* START Data entries *
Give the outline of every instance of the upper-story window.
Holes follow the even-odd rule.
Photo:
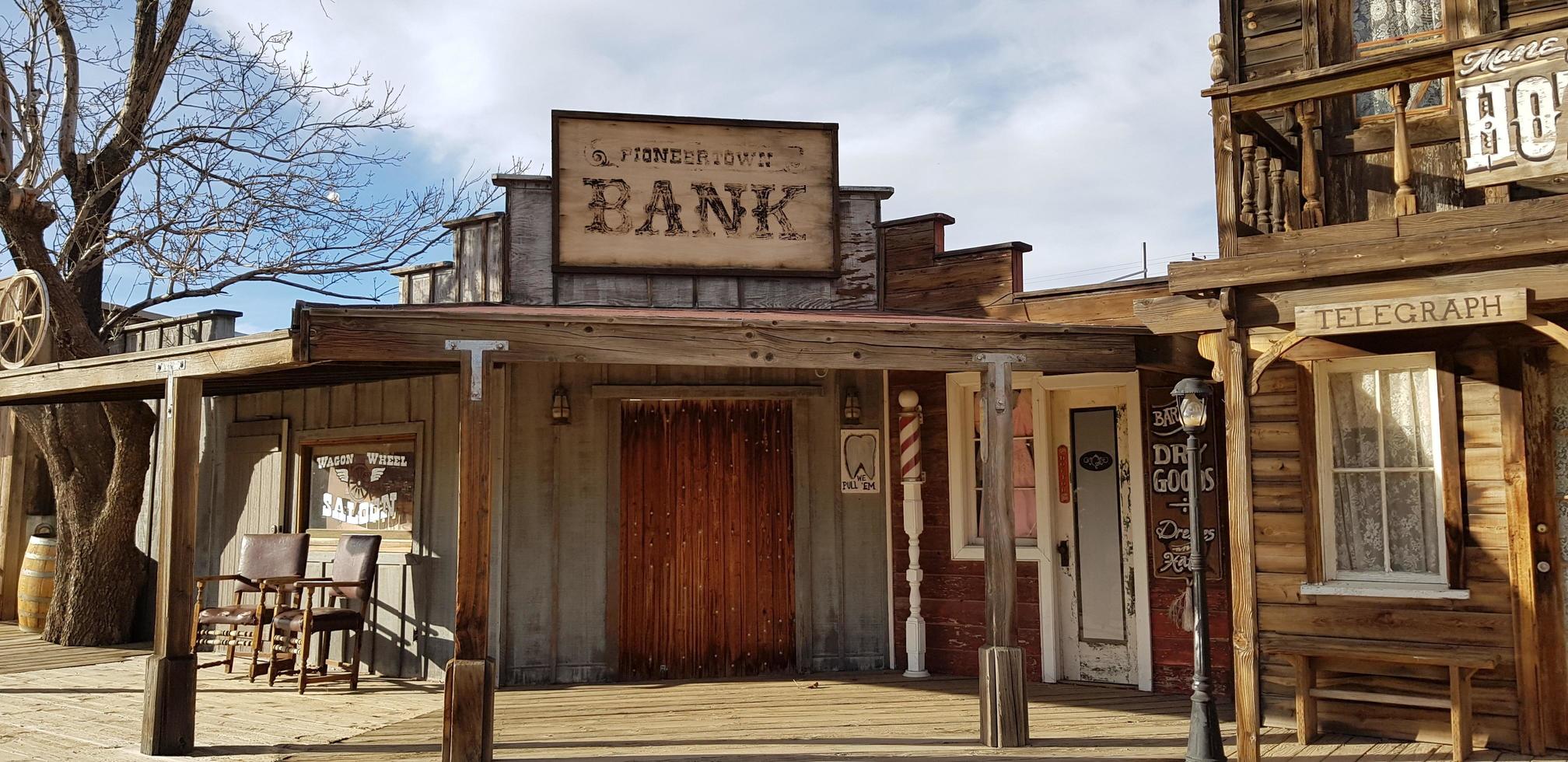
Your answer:
[[[1447,39],[1443,17],[1444,0],[1350,0],[1350,28],[1355,56],[1391,53],[1406,47],[1438,44]],[[1447,80],[1430,80],[1410,86],[1406,111],[1435,110],[1447,105]],[[1378,118],[1394,113],[1388,91],[1356,94],[1356,118]]]
[[[1322,361],[1317,375],[1327,580],[1446,588],[1435,357]]]

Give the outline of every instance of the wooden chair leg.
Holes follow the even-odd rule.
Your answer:
[[[343,635],[345,638],[348,635]],[[359,690],[359,646],[365,643],[365,627],[354,633],[354,654],[348,663],[348,690]]]
[[[1454,762],[1465,762],[1471,754],[1471,691],[1469,680],[1474,669],[1449,666],[1449,724],[1454,734]]]
[[[246,676],[251,682],[256,682],[256,663],[262,655],[262,626],[257,624],[256,630],[251,633],[251,673]]]
[[[1312,698],[1317,669],[1311,657],[1290,655],[1289,660],[1295,668],[1295,742],[1306,746],[1317,738],[1317,699]]]
[[[320,648],[321,648],[321,651],[317,654],[317,659],[318,659],[317,671],[325,676],[326,674],[326,665],[331,663],[331,659],[332,659],[332,630],[326,630],[326,632],[321,633],[321,646]]]
[[[299,693],[304,693],[306,677],[310,674],[310,627],[309,624],[299,633],[299,643],[296,649],[295,668],[299,669]]]

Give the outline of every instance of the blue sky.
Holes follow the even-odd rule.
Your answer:
[[[1215,248],[1212,0],[207,5],[213,27],[292,30],[323,75],[403,88],[409,160],[387,193],[513,158],[543,172],[550,108],[829,121],[845,185],[895,187],[887,218],[955,216],[950,248],[1032,243],[1029,288],[1135,273],[1143,241],[1154,273]],[[168,312],[238,309],[259,331],[296,298]]]

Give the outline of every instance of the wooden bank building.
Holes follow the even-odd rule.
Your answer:
[[[274,533],[309,533],[317,577],[379,536],[365,643],[336,646],[445,684],[447,759],[488,759],[510,685],[983,673],[993,745],[1024,740],[1025,682],[1185,690],[1170,389],[1210,364],[1134,315],[1162,279],[1025,292],[1029,245],[950,249],[953,218],[840,185],[833,124],[558,111],[554,136],[550,176],[448,223],[450,262],[394,271],[400,304],[0,372],[5,405],[165,411],[144,751],[191,751],[191,616],[234,590],[193,577]],[[20,445],[8,474],[36,478]]]
[[[1568,3],[1226,0],[1220,257],[1138,304],[1226,389],[1237,746],[1568,748]]]

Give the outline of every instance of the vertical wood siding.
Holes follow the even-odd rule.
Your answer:
[[[980,673],[980,646],[985,644],[985,563],[952,560],[949,542],[952,514],[947,500],[947,376],[944,373],[897,372],[887,379],[889,395],[903,389],[920,395],[925,420],[920,425],[920,466],[925,484],[925,532],[920,535],[920,615],[925,618],[927,668],[935,674]],[[897,463],[897,448],[891,450]],[[909,541],[903,533],[903,499],[892,500],[894,547],[894,619],[909,616]],[[1018,564],[1018,641],[1024,649],[1024,674],[1040,680],[1040,563]],[[894,632],[895,646],[905,652],[903,627]]]
[[[622,679],[793,666],[792,456],[789,401],[622,403]]]

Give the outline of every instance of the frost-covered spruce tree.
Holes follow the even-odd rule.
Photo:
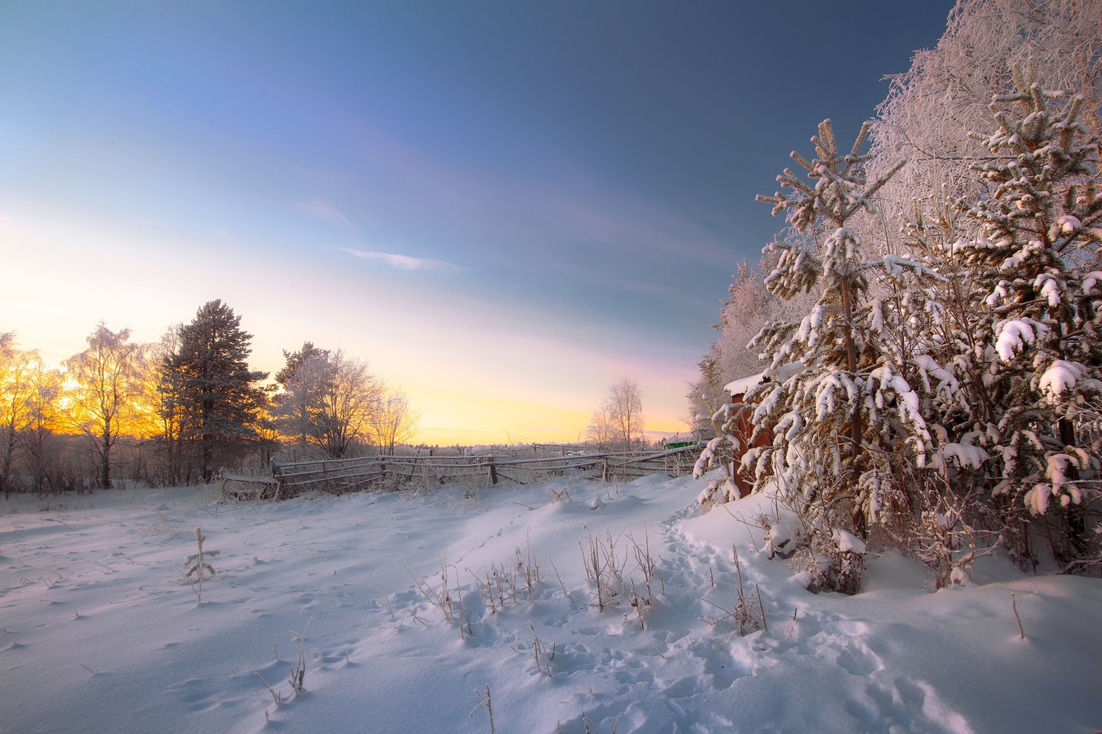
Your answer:
[[[758,197],[791,226],[789,237],[767,248],[777,256],[768,288],[785,299],[808,291],[818,300],[801,321],[770,323],[755,339],[771,357],[766,380],[749,396],[759,400],[756,434],[771,429],[774,441],[743,461],[755,467],[756,487],[777,482],[813,541],[833,542],[835,554],[854,546],[851,533],[867,538],[885,493],[909,466],[922,466],[930,447],[903,353],[886,327],[893,304],[868,293],[874,276],[930,273],[894,256],[871,259],[847,226],[857,212],[872,211],[871,197],[890,175],[866,179],[867,129],[844,153],[823,121],[812,138],[815,158],[792,153],[808,180],[786,169],[777,180],[788,191]],[[829,550],[821,543],[819,552]]]
[[[1099,141],[1083,98],[1042,88],[1031,69],[991,105],[997,130],[972,133],[993,154],[975,166],[990,196],[966,211],[981,237],[953,246],[982,302],[973,430],[992,460],[1007,527],[1039,519],[1058,560],[1098,559],[1087,516],[1100,510],[1102,192]],[[1093,427],[1093,428],[1092,428]]]

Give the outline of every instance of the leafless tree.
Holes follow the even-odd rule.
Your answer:
[[[372,414],[383,391],[366,363],[307,343],[302,353],[288,356],[288,369],[280,376],[283,392],[274,399],[274,412],[283,435],[334,458],[344,456],[355,441],[371,438]]]
[[[401,390],[382,390],[368,419],[371,438],[383,454],[393,454],[395,446],[409,443],[417,435],[421,415],[410,406]]]
[[[88,335],[88,348],[65,360],[73,386],[67,390],[68,420],[88,436],[98,457],[98,483],[111,486],[111,449],[133,415],[140,395],[141,348],[130,330],[112,332],[102,322]]]
[[[613,382],[603,408],[616,443],[630,449],[633,441],[642,441],[642,391],[634,378],[622,377]]]

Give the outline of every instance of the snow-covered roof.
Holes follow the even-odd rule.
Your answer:
[[[765,379],[765,373],[758,373],[757,375],[750,375],[749,377],[741,377],[737,380],[727,382],[723,386],[723,389],[730,392],[732,396],[746,395],[746,391],[752,387],[757,387]]]
[[[803,371],[802,361],[793,361],[788,365],[784,365],[777,368],[777,380],[784,382],[792,375]],[[736,395],[746,395],[746,391],[750,388],[757,387],[765,380],[765,373],[758,373],[757,375],[750,375],[749,377],[741,377],[737,380],[733,380],[723,386],[723,389],[731,393],[731,397]]]

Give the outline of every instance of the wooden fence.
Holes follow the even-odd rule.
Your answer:
[[[401,489],[447,483],[528,484],[549,476],[583,475],[604,482],[633,479],[645,474],[681,476],[692,471],[700,450],[681,446],[666,451],[615,453],[560,452],[531,458],[480,456],[364,456],[277,464],[271,477],[227,477],[227,494],[285,499],[305,492],[343,494],[364,489]],[[238,485],[245,487],[238,489]]]

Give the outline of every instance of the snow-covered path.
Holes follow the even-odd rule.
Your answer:
[[[698,492],[650,477],[220,506],[195,489],[23,498],[0,515],[0,731],[489,732],[487,687],[498,732],[1102,728],[1099,580],[990,561],[933,593],[886,554],[868,591],[812,595],[739,521],[765,503],[700,516]],[[220,551],[202,604],[182,576],[196,527]],[[591,537],[612,538],[640,595],[633,541],[649,544],[642,625],[623,597],[594,608]],[[767,630],[709,624],[737,604],[733,543]],[[475,576],[516,568],[518,549],[541,581],[490,609]],[[442,591],[442,565],[451,624],[418,590]]]

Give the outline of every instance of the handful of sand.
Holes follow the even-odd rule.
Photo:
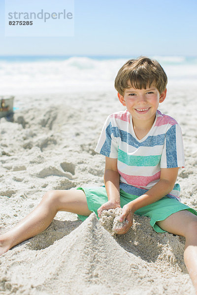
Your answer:
[[[122,228],[126,223],[129,223],[126,220],[122,222],[120,221],[122,213],[122,208],[103,210],[99,220],[100,224],[113,236],[117,233],[117,230]]]

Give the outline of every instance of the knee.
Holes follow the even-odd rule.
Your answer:
[[[47,192],[44,195],[42,202],[50,205],[57,205],[57,203],[58,202],[59,197],[59,194],[58,193],[58,191],[50,190]]]
[[[185,237],[188,236],[197,236],[197,216],[188,222],[185,233]]]

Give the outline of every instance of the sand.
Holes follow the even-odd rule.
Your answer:
[[[170,85],[160,108],[181,125],[186,165],[178,182],[182,201],[196,209],[197,90]],[[14,122],[0,121],[0,234],[50,189],[103,184],[104,157],[94,148],[106,116],[124,109],[114,92],[19,95],[15,103]],[[111,235],[103,218],[82,222],[58,212],[44,232],[0,257],[0,294],[194,294],[183,237],[158,234],[136,215],[126,234]]]

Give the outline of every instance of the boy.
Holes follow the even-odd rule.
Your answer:
[[[126,233],[133,213],[147,216],[159,233],[185,236],[184,259],[197,294],[197,212],[181,203],[175,184],[184,165],[180,128],[158,110],[167,79],[160,64],[146,57],[127,61],[115,81],[124,112],[109,116],[96,150],[105,156],[105,187],[48,192],[34,210],[0,236],[0,255],[48,227],[58,211],[83,220],[94,211],[123,207]]]

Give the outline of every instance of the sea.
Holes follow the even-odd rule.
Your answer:
[[[0,56],[0,96],[114,91],[119,68],[136,56]],[[169,83],[197,85],[197,57],[153,56]]]

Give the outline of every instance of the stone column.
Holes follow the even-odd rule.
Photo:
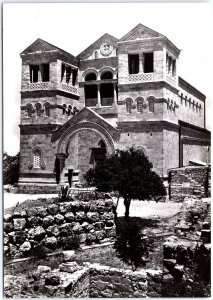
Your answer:
[[[67,155],[65,153],[57,153],[56,154],[56,158],[59,160],[59,172],[60,172],[60,180],[59,180],[59,184],[63,184],[64,183],[64,178],[62,176],[62,172],[65,166],[65,159],[66,159]]]
[[[113,105],[117,106],[117,82],[113,82],[113,88],[114,88],[114,101],[113,101]]]
[[[139,73],[143,73],[143,63],[144,63],[143,53],[139,53]]]
[[[97,107],[101,106],[101,85],[97,85],[97,92],[98,92],[98,102],[96,104]]]

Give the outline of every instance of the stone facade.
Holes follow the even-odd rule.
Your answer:
[[[21,192],[75,186],[100,157],[141,148],[153,169],[209,162],[205,96],[179,77],[180,50],[137,25],[77,57],[41,40],[21,53]]]

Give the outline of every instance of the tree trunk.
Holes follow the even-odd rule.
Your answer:
[[[131,200],[124,198],[124,205],[125,205],[125,208],[126,208],[124,219],[125,219],[126,222],[129,221],[129,208],[130,208],[130,203],[131,203]]]

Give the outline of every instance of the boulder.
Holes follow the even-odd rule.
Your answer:
[[[75,219],[77,222],[83,222],[86,218],[84,211],[77,211],[75,215]]]
[[[84,244],[86,242],[86,239],[87,239],[86,233],[79,234],[79,240],[81,244]]]
[[[57,225],[49,226],[46,229],[46,232],[47,232],[48,235],[53,235],[55,237],[60,235],[60,230],[59,230],[59,227]]]
[[[52,225],[53,222],[54,222],[54,217],[51,215],[48,215],[43,219],[43,226],[48,227],[48,226]]]
[[[61,214],[55,215],[55,222],[57,224],[62,224],[64,222],[64,216]]]
[[[74,250],[63,251],[62,253],[63,253],[63,256],[64,256],[64,261],[73,260],[73,256],[75,255]]]
[[[95,229],[97,229],[97,230],[101,230],[101,229],[104,228],[104,223],[103,222],[96,222],[93,225],[94,225]]]
[[[39,217],[46,217],[46,215],[47,215],[47,209],[46,209],[46,207],[42,207],[42,206],[40,206],[40,207],[38,207],[37,208],[37,215],[39,216]]]
[[[49,272],[51,272],[51,268],[50,268],[50,267],[47,267],[47,266],[38,266],[37,272],[38,272],[39,274],[42,274],[42,273],[49,273]]]
[[[56,215],[58,213],[59,207],[57,204],[50,204],[47,207],[47,212],[51,215]]]
[[[107,238],[116,236],[116,227],[105,227],[105,236]]]
[[[11,220],[12,220],[11,214],[6,214],[6,215],[4,215],[4,221],[5,221],[5,222],[9,222],[9,221],[11,221]]]
[[[46,246],[47,248],[52,249],[52,248],[55,248],[55,247],[56,247],[56,245],[57,245],[57,239],[56,239],[54,236],[52,236],[52,237],[47,237],[47,238],[44,240],[44,243],[45,243],[45,246]]]
[[[59,212],[62,214],[66,214],[71,211],[71,202],[63,202],[59,204]]]
[[[112,212],[105,212],[102,216],[102,220],[114,220],[114,215]]]
[[[96,231],[96,238],[98,241],[102,240],[104,238],[104,230],[99,230],[99,231]]]
[[[59,270],[62,272],[74,273],[75,271],[79,270],[81,267],[75,262],[65,262],[59,265]]]
[[[13,244],[9,244],[10,255],[14,256],[18,253],[17,247]]]
[[[99,214],[97,212],[88,212],[87,219],[90,223],[96,223],[100,220]]]
[[[67,236],[72,233],[72,224],[71,223],[64,223],[59,227],[60,229],[60,234],[62,236]]]
[[[28,208],[27,215],[28,215],[28,217],[36,216],[37,215],[37,209],[36,208]]]
[[[19,248],[19,251],[23,253],[28,253],[30,250],[31,250],[30,242],[24,242]]]
[[[4,222],[4,232],[11,232],[13,230],[13,224],[11,222]]]
[[[65,215],[64,215],[66,221],[69,221],[69,222],[72,222],[74,221],[75,219],[75,216],[72,212],[67,212]]]
[[[14,244],[22,244],[27,237],[27,233],[25,231],[12,231],[9,234],[10,240],[13,241]]]
[[[48,274],[47,277],[45,278],[45,284],[46,285],[59,285],[60,284],[60,276],[56,274]]]
[[[80,225],[80,223],[76,223],[75,226],[73,227],[72,231],[74,233],[83,232],[83,227]]]
[[[22,230],[26,226],[26,220],[24,218],[13,219],[13,226],[15,230]]]
[[[29,217],[27,221],[28,221],[28,226],[30,227],[36,226],[39,223],[38,217],[36,216]]]
[[[28,231],[28,236],[29,238],[32,238],[32,239],[42,239],[46,234],[46,231],[44,230],[44,228],[42,226],[37,226],[35,228],[31,228],[29,231]]]

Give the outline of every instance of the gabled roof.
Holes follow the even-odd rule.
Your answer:
[[[35,42],[33,42],[30,46],[28,46],[23,52],[21,52],[21,56],[33,53],[45,53],[45,52],[56,52],[60,55],[72,58],[76,60],[76,57],[72,54],[38,38]]]
[[[87,47],[84,51],[82,51],[80,54],[77,55],[80,59],[85,59],[88,56],[90,56],[93,51],[101,46],[103,42],[111,42],[114,48],[117,48],[117,41],[118,39],[114,36],[105,33],[102,35],[99,39],[97,39],[94,43],[92,43],[89,47]]]
[[[148,37],[150,37],[150,38],[151,37],[164,37],[164,35],[139,23],[132,30],[130,30],[127,34],[125,34],[119,40],[119,42],[148,38]]]

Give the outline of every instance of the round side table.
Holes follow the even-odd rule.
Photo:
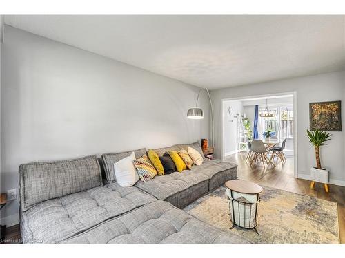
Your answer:
[[[251,182],[235,180],[225,183],[226,195],[229,198],[230,228],[238,226],[243,228],[256,229],[259,194],[264,190],[259,184]]]

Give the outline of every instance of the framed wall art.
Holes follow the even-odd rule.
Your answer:
[[[315,131],[342,131],[341,101],[309,103],[310,129]]]

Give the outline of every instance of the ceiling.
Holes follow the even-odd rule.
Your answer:
[[[344,16],[6,16],[5,23],[210,89],[344,69]]]

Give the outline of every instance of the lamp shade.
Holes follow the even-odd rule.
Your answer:
[[[190,119],[202,119],[204,118],[204,111],[199,107],[193,107],[189,109],[187,112],[187,118]]]

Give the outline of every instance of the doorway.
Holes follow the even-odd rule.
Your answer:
* END Data entries *
▶ [Set problem] Convert the lines above, from the line containing "Give the outline of every instance of the ceiling." up to and including the line containing "[[[344,16],[6,16],[5,23],[210,89],[344,69]]]", into a numbered list, omitting any blank lines.

▶ [Complete output]
1. Give the outline of every instance of the ceiling.
2. Holes follow the even-odd rule.
3. Your answer:
4. [[[344,16],[6,16],[5,23],[210,89],[344,69]]]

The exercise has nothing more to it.